TASK INSTRUCTIONS:
Format the records below as a Markdown table with the columns Row and Line, giving each line its own numbered row and leaving out blank lines.

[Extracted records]
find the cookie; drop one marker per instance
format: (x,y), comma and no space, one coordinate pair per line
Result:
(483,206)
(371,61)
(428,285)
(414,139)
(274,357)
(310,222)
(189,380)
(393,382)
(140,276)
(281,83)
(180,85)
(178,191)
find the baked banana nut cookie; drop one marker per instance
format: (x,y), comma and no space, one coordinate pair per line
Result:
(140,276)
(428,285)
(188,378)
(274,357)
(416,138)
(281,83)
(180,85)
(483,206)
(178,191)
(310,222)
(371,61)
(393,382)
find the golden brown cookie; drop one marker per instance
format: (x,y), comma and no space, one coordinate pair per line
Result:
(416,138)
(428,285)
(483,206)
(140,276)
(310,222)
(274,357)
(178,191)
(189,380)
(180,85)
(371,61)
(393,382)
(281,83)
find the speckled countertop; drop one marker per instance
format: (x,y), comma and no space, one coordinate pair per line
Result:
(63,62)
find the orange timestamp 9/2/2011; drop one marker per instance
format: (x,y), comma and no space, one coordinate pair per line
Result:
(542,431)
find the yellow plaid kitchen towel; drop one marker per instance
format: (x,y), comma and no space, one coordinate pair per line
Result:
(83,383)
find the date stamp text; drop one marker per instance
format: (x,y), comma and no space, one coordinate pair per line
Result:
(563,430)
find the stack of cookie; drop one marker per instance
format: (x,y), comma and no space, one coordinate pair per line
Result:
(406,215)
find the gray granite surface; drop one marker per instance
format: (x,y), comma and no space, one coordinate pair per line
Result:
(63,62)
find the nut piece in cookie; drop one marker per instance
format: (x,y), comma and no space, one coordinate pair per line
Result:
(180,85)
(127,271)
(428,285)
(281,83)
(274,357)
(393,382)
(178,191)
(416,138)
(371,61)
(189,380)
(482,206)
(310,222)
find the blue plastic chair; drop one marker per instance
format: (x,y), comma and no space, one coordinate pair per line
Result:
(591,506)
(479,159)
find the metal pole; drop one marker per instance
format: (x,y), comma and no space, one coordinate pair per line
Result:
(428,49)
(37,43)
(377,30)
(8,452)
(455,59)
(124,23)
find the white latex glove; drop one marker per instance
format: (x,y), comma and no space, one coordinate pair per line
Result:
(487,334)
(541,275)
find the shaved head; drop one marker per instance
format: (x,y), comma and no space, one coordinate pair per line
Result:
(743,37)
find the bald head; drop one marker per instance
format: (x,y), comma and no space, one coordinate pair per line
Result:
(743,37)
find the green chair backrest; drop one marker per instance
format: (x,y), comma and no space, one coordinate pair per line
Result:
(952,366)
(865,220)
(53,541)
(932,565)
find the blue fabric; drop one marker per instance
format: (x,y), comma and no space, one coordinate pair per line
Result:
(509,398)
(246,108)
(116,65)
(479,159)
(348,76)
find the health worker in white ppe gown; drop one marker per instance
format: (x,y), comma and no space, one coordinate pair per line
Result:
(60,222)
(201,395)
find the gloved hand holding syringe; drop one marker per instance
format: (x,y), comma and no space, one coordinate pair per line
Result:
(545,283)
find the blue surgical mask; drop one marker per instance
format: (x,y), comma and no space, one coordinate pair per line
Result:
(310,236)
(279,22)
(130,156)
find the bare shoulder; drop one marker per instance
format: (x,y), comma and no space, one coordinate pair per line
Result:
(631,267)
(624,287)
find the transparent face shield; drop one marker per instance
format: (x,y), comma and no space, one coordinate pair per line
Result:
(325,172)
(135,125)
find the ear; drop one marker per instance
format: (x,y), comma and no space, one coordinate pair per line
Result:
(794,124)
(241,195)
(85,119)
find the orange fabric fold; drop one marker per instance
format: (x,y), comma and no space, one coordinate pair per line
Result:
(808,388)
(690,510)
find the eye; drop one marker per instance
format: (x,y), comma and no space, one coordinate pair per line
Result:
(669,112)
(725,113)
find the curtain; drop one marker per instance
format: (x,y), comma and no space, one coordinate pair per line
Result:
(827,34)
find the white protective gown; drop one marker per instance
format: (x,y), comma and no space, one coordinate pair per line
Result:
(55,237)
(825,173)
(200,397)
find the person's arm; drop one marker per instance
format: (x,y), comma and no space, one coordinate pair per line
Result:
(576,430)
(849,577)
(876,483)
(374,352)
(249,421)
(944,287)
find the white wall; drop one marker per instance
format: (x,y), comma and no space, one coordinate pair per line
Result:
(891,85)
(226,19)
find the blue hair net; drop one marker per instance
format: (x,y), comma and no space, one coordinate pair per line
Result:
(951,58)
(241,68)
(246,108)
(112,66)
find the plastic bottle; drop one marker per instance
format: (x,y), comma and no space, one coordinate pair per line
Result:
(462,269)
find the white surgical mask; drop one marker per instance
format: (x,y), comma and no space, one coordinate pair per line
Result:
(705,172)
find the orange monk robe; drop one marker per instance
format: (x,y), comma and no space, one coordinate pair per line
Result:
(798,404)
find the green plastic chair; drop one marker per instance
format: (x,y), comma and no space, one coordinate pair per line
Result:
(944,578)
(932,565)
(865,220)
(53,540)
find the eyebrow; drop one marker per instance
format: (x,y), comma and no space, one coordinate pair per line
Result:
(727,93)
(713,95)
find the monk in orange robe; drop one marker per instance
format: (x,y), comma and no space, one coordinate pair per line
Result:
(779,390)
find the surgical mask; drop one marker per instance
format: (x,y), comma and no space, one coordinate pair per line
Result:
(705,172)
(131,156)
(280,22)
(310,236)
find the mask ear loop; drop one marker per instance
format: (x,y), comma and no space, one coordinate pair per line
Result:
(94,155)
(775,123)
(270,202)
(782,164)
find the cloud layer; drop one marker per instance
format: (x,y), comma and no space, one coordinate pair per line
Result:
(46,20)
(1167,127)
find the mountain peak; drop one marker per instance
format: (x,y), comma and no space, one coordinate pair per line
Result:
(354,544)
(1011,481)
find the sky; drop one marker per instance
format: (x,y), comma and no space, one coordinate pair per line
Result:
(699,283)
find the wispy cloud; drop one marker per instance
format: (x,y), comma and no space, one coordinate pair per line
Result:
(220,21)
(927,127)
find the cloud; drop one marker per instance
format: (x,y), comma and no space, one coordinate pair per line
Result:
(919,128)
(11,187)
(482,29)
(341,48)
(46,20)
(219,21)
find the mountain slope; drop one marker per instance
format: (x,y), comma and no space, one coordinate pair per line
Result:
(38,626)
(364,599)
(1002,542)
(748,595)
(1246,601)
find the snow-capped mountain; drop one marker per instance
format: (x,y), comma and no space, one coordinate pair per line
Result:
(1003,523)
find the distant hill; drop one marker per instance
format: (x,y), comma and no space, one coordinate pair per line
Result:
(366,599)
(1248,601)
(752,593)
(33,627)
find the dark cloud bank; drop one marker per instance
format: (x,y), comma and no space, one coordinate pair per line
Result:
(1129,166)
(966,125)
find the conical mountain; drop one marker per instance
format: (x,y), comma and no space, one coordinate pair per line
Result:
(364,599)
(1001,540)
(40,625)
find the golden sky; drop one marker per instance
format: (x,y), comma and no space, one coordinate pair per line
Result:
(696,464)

FULL SOLUTION:
| Row | Line |
|---|---|
| 1 | find the cookie; drop one marker per instance |
| 2 | format: (x,y), comma and no space, one coordinate pair per line |
| 3 | Result: |
| 4 | (483,206) |
| 5 | (371,61) |
| 6 | (428,285) |
| 7 | (414,139) |
| 8 | (274,357) |
| 9 | (310,222) |
| 10 | (189,380) |
| 11 | (393,382) |
| 12 | (140,276) |
| 13 | (281,83) |
| 14 | (180,85) |
| 15 | (178,191) |
| 16 | find the baked banana nut cookie; drop one marker per instance |
| 17 | format: (x,y), comma and no space, one coordinate pair per line |
| 18 | Result: |
| 19 | (140,276) |
| 20 | (428,285) |
| 21 | (188,378) |
| 22 | (274,357) |
| 23 | (416,138) |
| 24 | (281,83) |
| 25 | (180,85) |
| 26 | (483,206) |
| 27 | (178,191) |
| 28 | (310,222) |
| 29 | (371,61) |
| 30 | (393,382) |
| 31 | find the golden brown cookie; drop one marker per instance |
| 32 | format: (x,y), comma and no space, one coordinate pair per line |
| 33 | Result: |
| 34 | (416,138) |
| 35 | (428,285) |
| 36 | (483,206) |
| 37 | (140,276) |
| 38 | (310,222) |
| 39 | (274,357) |
| 40 | (178,191) |
| 41 | (189,380) |
| 42 | (180,85) |
| 43 | (371,61) |
| 44 | (393,382) |
| 45 | (281,83) |
| 46 | find the speckled countertop; drop one marker per instance |
| 47 | format: (x,y), comma and no space, one coordinate pair per line |
| 48 | Result: |
| 49 | (63,62) |
| 50 | find the orange timestamp 9/2/2011; drop one marker per instance |
| 51 | format: (x,y), comma and no space, one coordinate pair per line |
| 52 | Result: |
| 53 | (542,431) |
| 54 | find the yellow plaid kitchen towel; drop one marker per instance |
| 55 | format: (x,y), comma and no space, one coordinate pair per line |
| 56 | Result: |
| 57 | (83,383) |
| 58 | find the date stamp text; drop one marker per instance |
| 59 | format: (x,y), comma and no space, one coordinate pair per line |
| 60 | Result: |
| 61 | (563,430) |
| 62 | find the stack of cookie; drop one marker per instance |
| 63 | format: (x,y), comma and no space, one coordinate pair per line |
| 64 | Result: |
| 65 | (406,215) |
| 66 | find the gray granite surface; drop one marker per instance |
| 67 | format: (x,y), comma and no space, one coordinate pair per line |
| 68 | Result: |
| 69 | (63,62) |
| 70 | find the nut piece in cookie; drop one marker per instance |
| 71 | format: (x,y), comma and no space, one coordinate pair per line |
| 72 | Result: |
| 73 | (180,85) |
| 74 | (127,271) |
| 75 | (428,285) |
| 76 | (281,83) |
| 77 | (274,357) |
| 78 | (393,382) |
| 79 | (178,191) |
| 80 | (416,138) |
| 81 | (371,61) |
| 82 | (189,380) |
| 83 | (482,206) |
| 84 | (310,222) |
| 85 | find the blue plastic chair; drop one marker per instance |
| 86 | format: (x,y), comma and no space, one coordinate pair per line |
| 87 | Result: |
| 88 | (591,506) |
| 89 | (479,159) |
| 90 | find the metal pole; drop one marker per instance |
| 91 | format: (x,y), comma and no space, one coordinate pair per line |
| 92 | Result: |
| 93 | (428,49) |
| 94 | (37,43) |
| 95 | (377,30) |
| 96 | (8,452) |
| 97 | (455,59) |
| 98 | (124,23) |
| 99 | find the white latex glove; drop one marker per instance |
| 100 | format: (x,y), comma and no space, one coordinate pair per line |
| 101 | Result: |
| 102 | (487,334) |
| 103 | (541,275) |
| 104 | find the shaved head; drop one marker per instance |
| 105 | format: (x,y), comma and no space, one coordinate pair per line |
| 106 | Result: |
| 107 | (743,37) |
| 108 | find the bald head; drop one marker per instance |
| 109 | format: (x,y), comma and no space, one coordinate pair per line |
| 110 | Result: |
| 111 | (743,37) |
| 112 | find the green chair backrest; drop one marker per instance |
| 113 | format: (x,y), comma and no space, one coordinate pair per line |
| 114 | Result: |
| 115 | (952,366) |
| 116 | (865,220) |
| 117 | (53,541) |
| 118 | (932,565) |
| 119 | find the blue fabric; drop one marker per instance |
| 120 | format: (x,y), comma and no space, one coordinate pair per line |
| 121 | Result: |
| 122 | (509,398) |
| 123 | (246,108) |
| 124 | (116,65) |
| 125 | (479,159) |
| 126 | (348,76) |
| 127 | find the health worker in white ppe gown; drop one marker per instance |
| 128 | format: (x,y), comma and no space, one coordinate pair per line |
| 129 | Result: |
| 130 | (60,222) |
| 131 | (201,395) |
| 132 | find the gloved hand holding syringe; drop one marker per instance |
| 133 | format: (x,y), comma and no space, one coordinate pair per line |
| 134 | Result: |
| 135 | (545,283) |
| 136 | find the blue surgical mask; drop one marker per instance |
| 137 | format: (x,y), comma and no space, one coordinate pair per line |
| 138 | Result: |
| 139 | (310,236) |
| 140 | (279,22) |
| 141 | (130,156) |
| 142 | find the bare shoulder; drop one marker per instance |
| 143 | format: (x,y), comma and no space, one coordinate pair per line |
| 144 | Result: |
| 145 | (631,267) |
| 146 | (624,287) |
| 147 | find the transparent face shield; drop one marker per instance |
| 148 | format: (x,y), comma and no space, one coordinate pair per line |
| 149 | Result: |
| 150 | (325,172) |
| 151 | (135,125) |
| 152 | find the ear; drop one marker per instance |
| 153 | format: (x,y), comma and no space, one coordinate pair per line |
| 154 | Result: |
| 155 | (794,124) |
| 156 | (241,195) |
| 157 | (85,119) |
| 158 | find the orange fabric fold; drop one marker per instance |
| 159 | format: (x,y), comma and no space, one coordinate pair per line |
| 160 | Result: |
| 161 | (808,388) |
| 162 | (690,510) |
| 163 | find the eye; drop one marker per instance |
| 164 | format: (x,y), comma and no space, one coordinate pair per line |
| 165 | Result: |
| 166 | (669,112) |
| 167 | (725,113) |
| 168 | find the curtain; drop one marker per instance |
| 169 | format: (x,y), comma and no space, one coordinate pair per line |
| 170 | Result: |
| 171 | (827,34) |
| 172 | find the white protective gown; drop one marker per instance |
| 173 | format: (x,y), comma and no space, one coordinate pair per line |
| 174 | Result: |
| 175 | (55,237) |
| 176 | (825,173) |
| 177 | (200,397) |
| 178 | find the person's arm; drop one marker per instance |
| 179 | format: (x,y), comma and no space, one coordinate pair per line |
| 180 | Result: |
| 181 | (576,430) |
| 182 | (849,577) |
| 183 | (876,483) |
| 184 | (374,352) |
| 185 | (249,421) |
| 186 | (944,287) |
| 187 | find the white wall; drop one marker per instance |
| 188 | format: (x,y), comma and no space, one coordinate pair per line |
| 189 | Result: |
| 190 | (891,85) |
| 191 | (226,19) |
| 192 | find the blue hair net; drop one marker per instance |
| 193 | format: (x,y), comma and no space, one coordinate pair per line |
| 194 | Result: |
| 195 | (951,58) |
| 196 | (241,68) |
| 197 | (246,108) |
| 198 | (112,66) |
| 199 | find the plastic bottle; drop one marker per instance |
| 200 | format: (x,y), comma and no space, one coordinate pair per line |
| 201 | Result: |
| 202 | (462,269) |
| 203 | find the white surgical mask; drop one marker per instance |
| 204 | format: (x,y), comma and no space, one coordinate pair per line |
| 205 | Result: |
| 206 | (705,172) |
| 207 | find the orange monk robe; drop one marker per instance |
| 208 | format: (x,y), comma and no space, one coordinate pair per line |
| 209 | Result: |
| 210 | (798,404) |
| 211 | find the green plastic chair; drop one marker per instance |
| 212 | format: (x,y), comma and no space, one coordinate pair per line |
| 213 | Result: |
| 214 | (944,578) |
| 215 | (932,565) |
| 216 | (865,220) |
| 217 | (53,540) |
| 218 | find the eyebrow; drop one marker per instance |
| 219 | format: (x,y), comma and no space, one coordinate pair per line |
| 220 | Result: |
| 221 | (727,93) |
| 222 | (713,95) |
| 223 | find the monk in orange robe; drop one marker per instance |
| 224 | format: (x,y), comma and no space, one coordinate pair per line |
| 225 | Result: |
| 226 | (779,390) |
| 227 | find the surgical mask; drop one marker per instance |
| 228 | format: (x,y), comma and no space, one coordinate pair per line |
| 229 | Result: |
| 230 | (705,172) |
| 231 | (131,156) |
| 232 | (280,22) |
| 233 | (310,236) |
| 234 | find the mask ear loop; drop one marker per instance |
| 235 | format: (x,y), comma and no space, one coordinate pair per line |
| 236 | Result: |
| 237 | (94,155) |
| 238 | (775,123) |
| 239 | (270,202) |
| 240 | (782,164) |
| 241 | find the cloud layer; drop one marker per instance |
| 242 | format: (x,y), comma and no space, one coordinate pair per line |
| 243 | Result: |
| 244 | (46,20) |
| 245 | (1167,127) |
| 246 | find the mountain peak; drop one marker per instance |
| 247 | format: (x,y), comma and no space, one coordinate pair per line |
| 248 | Result: |
| 249 | (354,544) |
| 250 | (1011,481) |
| 251 | find the sky; drop one marker per instance |
| 252 | format: (x,y), comma and no space, one coordinate pair per line |
| 253 | Result: |
| 254 | (699,283) |
| 255 | find the wispy cloud; drop one marker per instance |
| 256 | format: (x,y), comma and no space, one coordinate pair per line |
| 257 | Result: |
| 258 | (220,21) |
| 259 | (927,127) |
| 260 | find the cloud; drop one marker per instance |
| 261 | format: (x,y), comma and no space, one coordinate pair per line |
| 262 | Result: |
| 263 | (919,128) |
| 264 | (11,187) |
| 265 | (482,29) |
| 266 | (341,48) |
| 267 | (46,20) |
| 268 | (219,21) |
| 269 | find the mountain slope; drop one marker per instance |
| 270 | format: (x,y), comma and no space, one coordinate pair per line |
| 271 | Result: |
| 272 | (38,626) |
| 273 | (364,599) |
| 274 | (1002,542) |
| 275 | (748,595) |
| 276 | (1246,601) |
| 277 | find the snow-capped mountain; drop one marker per instance |
| 278 | format: (x,y), comma and no space, one coordinate pair per line |
| 279 | Result: |
| 280 | (1003,523) |
| 281 | find the distant hill; drop one marker per instance |
| 282 | format: (x,y), comma and no space, one coordinate pair per line |
| 283 | Result: |
| 284 | (366,599) |
| 285 | (1248,601) |
| 286 | (752,593) |
| 287 | (33,627) |
| 288 | find the dark cloud bank; drop one marker per instance |
| 289 | format: (x,y), comma and no space, one coordinate pair per line |
| 290 | Result: |
| 291 | (1129,166) |
| 292 | (966,125) |
| 293 | find the conical mountain; drop one marker per instance |
| 294 | format: (x,y), comma and no space, one coordinate pair per line |
| 295 | Result: |
| 296 | (364,599) |
| 297 | (1001,540) |
| 298 | (40,625) |
| 299 | find the golden sky; drop one marker per instance |
| 300 | format: (x,y), comma and no space, one coordinate pair per line |
| 301 | Result: |
| 302 | (696,464) |